Mocno mnie zdziwił ten odcinek, zapowiadało się gówno, wyszło bardzo dobrze, choć zaniżają go znikome, ale bardzo mocne minusy, wreszcie powrócił jakiś klimat ! No i było dużo okazji do pośmiania się. Podoba mi się to, że Kiepscy wszędzie zrobią imprezę. Nie daruję tego, że wszyscy byli tak niemili dla Boczka
, Jolasia też mocniej wkurzała.
Jak dotąd najlepszy odcinek w sezonie, po pierwsze powrót starych tekstów: "No idę kurde, przecież się nie rozerwę" czy nawiązanie do kultowego tekstu "Czego Pan skaczesz jak małpa na gumie" w ""Panie nie cząch Pan tego tak jak małpa, co ?". Zaś główny minus to wyjątkowo sztuczna gra aktorów, na przykład w 1 scenie. Zaś głównym i największym plusem jest
bardzo dużo Boczka . Program w tv, strasznie nudny i przeciągnięty nawet seksowna Sylwia tego nie uratowała, choć zabawnie wyszedł Ferdek komentujący film w sypialni. Bardzo mi się podobały "najazdy" Boczka, zwłaszcza jak przyszedł zapytać czy jest prąd
. Scena u Stasia świetna ! Chyba najlepsza i jedyna scena w tym miejscu która mnie porządnie rozśmieszyła. Cały pomysł z tym żeby pić alkohol, bo wody nie ma, zalatuje starymi odcinkami, fajny wątek z tą wodą dla Kozłowskiego i proboszcza
, trafione
. Rewelacyjnie wyszedł wesoły Ferdek ze skrzynką wina w salonie
. Świetny dialog: "No przecież się tym ubzdryngolę F:No i będzie wesoło (Fajnie to Grabowski zaakcentował). Przezabawny Boczek chcący sprzedać wodę
. Dodatkowy plus dla Haliny, mówiąca do Ferdka "Przesuń się grubasie !" wreszcie ktoś zauważył kto tu teraz jest grubszy. Świetny Boczek z kiełbasą, komentujący Ferdka przy korkach ;-P, zabawny tekst "A chcesz Pan mieć zaraz ten śrubokręt w dupie ?!". Później znowu zabawny Boczek sprzedający latarkę za szynkę
, dużo lepiej niż wino, w końcu takie nawiązanie do starego charakteru Boczka. Scena w łazience Pupcińskich ŻENUJĄCA, jeszcze żeby chociaż cos pokazała, to nie zobaczyliśmy wkurzające teksty i wkurwiające sztuczne gadanie po angielsku, choć to nic przy Waldku kapciu
. Po tekście o tym prosięciu i tym makabrycznym akcentowaniu tego przez Jolasię chciało mi się wyrzucić ekran przez okno
i znowu mówi tymi pieprzonymi wierszykami, czy twórcy na prawdę nie widzą, jakie to jest irytujące ?! Na szczęście sprawę uratował prześmieszny Boczek gotujący gulasz na korytarzu
. Zabawnie wyszło to wspólne "Paszoł won" i telewizorek na baterie. Potem wszystko zepsuły te wkur*iające wierszyki Jolasi - przesadzają z tym w tym sezonie. Scena w salonie wyszła fajnie, Waldek choć jeszcze trochę zachował męskości i rąbał krzesło, zawsze coś.

§ §

• _Treść polecenia 1_
Co według recenzji odcinka „Kiepskich” Boczek sprzedawał za szynkę?
• _Treść polecenia 2_
Przytocz wiernie fragment recenzji odcinka „Kiepskich”, począwszy od słów „Mocno mnie zdziwił” aż po słowa „też mocniej wkurzała.” włącznie.
Zamieszczone dalej wpisy nie są potrzebne do wykonania poleceń.

§ §

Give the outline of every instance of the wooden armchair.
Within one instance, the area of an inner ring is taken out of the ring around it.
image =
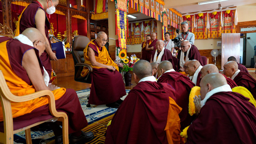
[[[22,102],[46,96],[49,100],[49,108],[52,115],[44,115],[31,120],[13,122],[11,101]],[[64,112],[58,112],[55,108],[54,96],[48,90],[41,90],[23,96],[13,94],[6,84],[2,71],[0,70],[0,100],[3,115],[3,122],[0,122],[0,143],[13,143],[13,134],[25,130],[27,144],[32,144],[30,128],[45,122],[58,119],[62,122],[63,143],[68,144],[68,116]]]

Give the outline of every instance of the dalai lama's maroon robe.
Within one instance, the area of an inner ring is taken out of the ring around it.
[[[167,49],[165,49],[163,50],[163,54],[162,56],[162,58],[161,58],[161,61],[163,61],[164,60],[168,60],[172,63],[172,66],[175,71],[177,70],[177,63],[178,61],[178,59],[175,56],[172,56],[171,52]],[[151,56],[151,58],[152,59],[152,61],[153,61],[153,60],[154,59],[154,56],[155,56],[155,54],[156,53],[156,51],[153,51],[152,52],[152,56]],[[158,56],[159,55],[159,53],[157,52],[157,56]]]
[[[158,83],[166,83],[175,90],[176,103],[182,110],[179,114],[181,119],[181,129],[183,129],[191,123],[194,118],[188,113],[188,98],[191,88],[195,84],[188,77],[176,72],[167,72],[157,80]]]
[[[250,74],[240,71],[233,80],[238,86],[247,89],[256,99],[256,80]]]
[[[26,70],[22,66],[22,60],[24,54],[28,50],[34,49],[38,57],[42,74],[43,74],[43,69],[39,59],[38,50],[32,47],[22,43],[17,40],[7,37],[1,37],[0,38],[0,43],[8,40],[9,40],[6,43],[6,49],[12,69],[19,77],[28,85],[32,85],[32,84]],[[4,74],[4,73],[3,74]],[[66,89],[65,94],[60,98],[55,101],[55,105],[57,111],[64,112],[67,114],[69,133],[80,131],[88,125],[77,94],[74,90]],[[28,120],[38,116],[49,114],[51,115],[51,114],[49,109],[49,105],[47,104],[36,108],[30,113],[15,118],[13,119],[13,121]],[[35,121],[35,123],[42,120],[39,119],[35,120],[34,119],[34,121]],[[23,127],[22,127],[21,128]]]
[[[167,144],[165,131],[174,90],[166,83],[138,83],[115,114],[107,128],[105,143]]]
[[[220,72],[219,73],[221,73]],[[228,85],[229,85],[229,86],[230,86],[230,87],[231,88],[231,89],[232,89],[236,87],[237,87],[238,86],[237,85],[237,84],[236,84],[236,83],[234,81],[234,80],[233,80],[233,79],[231,79],[231,78],[229,78],[228,77],[227,77],[227,76],[226,75],[224,75],[223,74],[222,74],[226,78],[226,79],[227,80],[227,83],[228,83]]]
[[[178,69],[180,69],[180,61],[181,59],[184,59],[184,58],[181,57],[181,50],[179,51],[178,52],[178,55],[177,57],[179,59],[178,61]],[[189,50],[189,52],[188,54],[188,59],[189,60],[193,60],[193,59],[196,59],[198,61],[201,66],[203,66],[203,60],[202,59],[201,55],[200,53],[199,52],[197,48],[195,45],[193,45],[191,46],[191,48],[190,48]]]
[[[240,70],[240,71],[241,72],[245,72],[247,73],[248,74],[249,74],[249,72],[248,71],[248,70],[247,70],[247,69],[244,66],[241,64],[238,64],[238,62],[237,62],[237,63],[238,65],[239,70]]]
[[[152,55],[152,52],[154,51],[155,51],[156,50],[156,41],[158,40],[158,39],[156,39],[153,41],[151,41],[151,39],[150,39],[147,41],[147,43],[148,44],[148,48],[151,48],[152,47],[154,47],[154,49],[153,50],[150,50],[147,51],[147,59],[146,60],[147,60],[148,62],[150,62],[150,59],[151,58],[151,55]],[[146,49],[145,48],[145,49]]]
[[[248,100],[236,92],[214,94],[188,128],[186,143],[256,143],[256,109]]]
[[[96,41],[88,46],[98,56],[98,47],[100,51],[102,48]],[[88,103],[96,105],[105,105],[116,102],[126,94],[124,81],[121,74],[117,70],[113,71],[105,68],[93,68],[91,74],[91,85]]]
[[[35,23],[35,16],[39,8],[42,8],[44,11],[43,7],[39,4],[39,2],[33,1],[27,7],[22,15],[19,24],[19,32],[21,34],[26,29],[29,28],[37,28]],[[46,16],[45,13],[45,22],[44,29],[45,32],[45,35],[49,40],[49,43],[51,43],[50,40],[48,36],[48,30],[49,30],[50,22]],[[43,65],[48,73],[49,75],[51,76],[52,74],[52,65],[49,57],[49,56],[44,51],[40,57],[40,59],[43,64]],[[50,82],[51,82],[51,79]]]

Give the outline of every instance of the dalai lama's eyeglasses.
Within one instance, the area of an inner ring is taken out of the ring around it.
[[[107,39],[106,39],[106,40],[104,39],[101,39],[99,37],[98,37],[101,40],[102,40],[102,41],[103,41],[103,42],[105,42],[106,43],[107,43],[107,42],[109,42],[109,40],[108,40]]]

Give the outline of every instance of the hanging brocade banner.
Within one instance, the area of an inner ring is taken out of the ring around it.
[[[127,32],[127,13],[116,9],[117,34],[119,47],[122,49],[126,49],[126,33]]]
[[[127,12],[129,2],[129,0],[115,0],[116,8]]]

§ §

• _Oczekiwana odpowiedź 1_
Latarkę.

• _Oczekiwana odpowiedź 2_
Mocno mnie zdziwił ten odcinek, zapowiadało się gówno, wyszło bardzo dobrze, choć zaniżają go znikome, ale bardzo mocne minusy, wreszcie powrócił jakiś klimat ! No i było dużo okazji do pośmiania się. Podoba mi się to, że Kiepscy wszędzie zrobią imprezę. Nie daruję tego, że wszyscy byli tak niemili dla Boczka
, Jolasia też mocniej wkurzała.